■ GOAL
Pick out and copy each line of the records below that contains the word "ferris".

■ PROVIDED MATERIAL
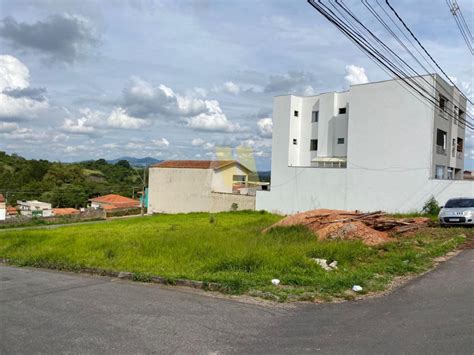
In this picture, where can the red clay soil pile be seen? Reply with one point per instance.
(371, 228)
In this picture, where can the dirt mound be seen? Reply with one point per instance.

* * *

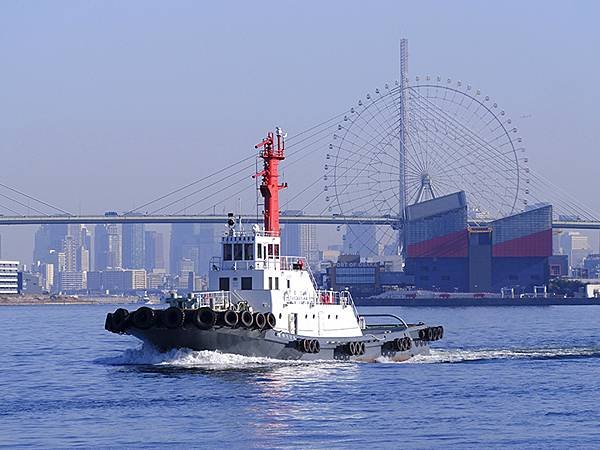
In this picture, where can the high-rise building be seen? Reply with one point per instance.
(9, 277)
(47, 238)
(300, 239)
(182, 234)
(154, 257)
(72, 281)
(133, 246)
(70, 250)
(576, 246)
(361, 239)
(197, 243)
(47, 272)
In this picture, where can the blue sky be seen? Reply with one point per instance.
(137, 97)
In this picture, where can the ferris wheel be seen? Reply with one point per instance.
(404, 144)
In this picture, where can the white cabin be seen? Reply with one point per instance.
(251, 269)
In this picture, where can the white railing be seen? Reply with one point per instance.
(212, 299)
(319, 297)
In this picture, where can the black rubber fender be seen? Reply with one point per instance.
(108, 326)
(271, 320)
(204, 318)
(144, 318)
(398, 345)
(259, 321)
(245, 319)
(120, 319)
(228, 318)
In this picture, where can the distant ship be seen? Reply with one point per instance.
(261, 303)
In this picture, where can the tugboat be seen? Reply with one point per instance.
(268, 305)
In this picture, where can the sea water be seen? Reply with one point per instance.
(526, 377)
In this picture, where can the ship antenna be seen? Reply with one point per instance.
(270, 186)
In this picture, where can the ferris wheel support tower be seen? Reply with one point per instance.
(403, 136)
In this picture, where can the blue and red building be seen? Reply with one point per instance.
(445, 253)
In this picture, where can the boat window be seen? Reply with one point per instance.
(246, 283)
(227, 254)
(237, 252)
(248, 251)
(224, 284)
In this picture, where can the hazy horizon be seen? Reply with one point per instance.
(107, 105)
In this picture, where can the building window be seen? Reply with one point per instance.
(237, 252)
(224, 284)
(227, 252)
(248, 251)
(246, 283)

■ EXERCISE RESPONSE
In this picture, where can the ferris wheel be seen? Reply with one point per instance.
In this picture, where can the ferris wheel support tower be seen? Reply with one point per instance.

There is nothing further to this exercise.